* **What to produce**
Reproduce the material below word for word, leaving out the pictures.

* **Records for the task**
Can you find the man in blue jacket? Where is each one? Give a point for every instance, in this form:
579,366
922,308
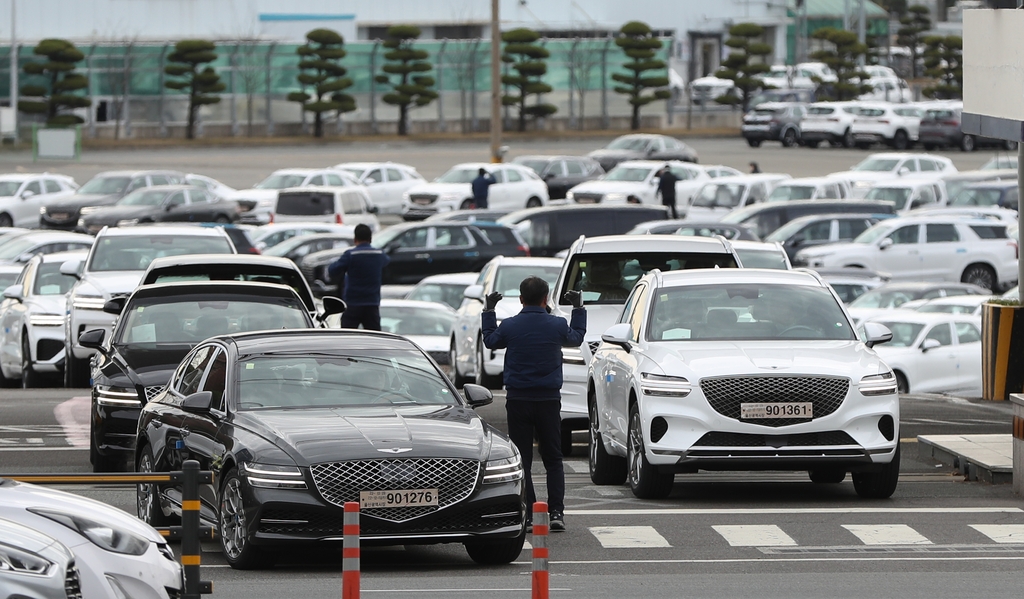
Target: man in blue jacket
532,341
359,271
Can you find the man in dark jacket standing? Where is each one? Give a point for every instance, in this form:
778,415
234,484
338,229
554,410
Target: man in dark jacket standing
480,183
667,188
359,271
534,340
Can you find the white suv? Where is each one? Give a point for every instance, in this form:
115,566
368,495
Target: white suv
927,248
749,370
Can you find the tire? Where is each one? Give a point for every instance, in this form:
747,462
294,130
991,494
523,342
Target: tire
604,468
147,496
980,274
645,480
880,483
496,551
232,530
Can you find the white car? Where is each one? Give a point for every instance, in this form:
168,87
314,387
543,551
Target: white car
516,186
879,167
469,357
264,194
740,370
118,556
386,181
24,195
604,269
933,352
32,314
926,248
115,265
635,181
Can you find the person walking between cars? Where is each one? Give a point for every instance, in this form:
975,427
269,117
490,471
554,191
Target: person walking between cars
667,188
359,271
480,183
532,341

* **Answer in full**
Can you find the man in blue jacket? Where is each one? Give a point for every instance, in this form:
579,366
922,308
Target: man in blue jacket
532,341
359,271
Can you find the man in dark jacket standing? Where is each one? Give a point for every instance, in this form:
778,415
234,484
338,229
554,410
Target: man in dark jacket standing
480,183
667,188
359,271
534,340
Can you find the white suv? Where is each one? Give a point for every instance, in this form:
115,566
368,495
Target: white suv
927,248
749,370
Can you find the tire? Where is each one? Give a point for every instance, in this form:
747,462
294,130
991,494
523,342
Target: tire
604,468
147,496
980,274
645,480
880,483
496,551
232,530
Can you find the white car? Where is each one? Give a point for every instance, in this form:
168,87
314,387
543,551
Target: white car
516,186
879,167
469,357
264,194
740,370
118,556
386,181
24,195
604,269
933,352
32,314
926,248
115,265
635,181
Can you find the person walking between cars? Where is each one? Give a point for every instance, in this form:
975,427
269,117
490,471
554,191
Target: person walking between cars
667,188
359,271
480,183
532,341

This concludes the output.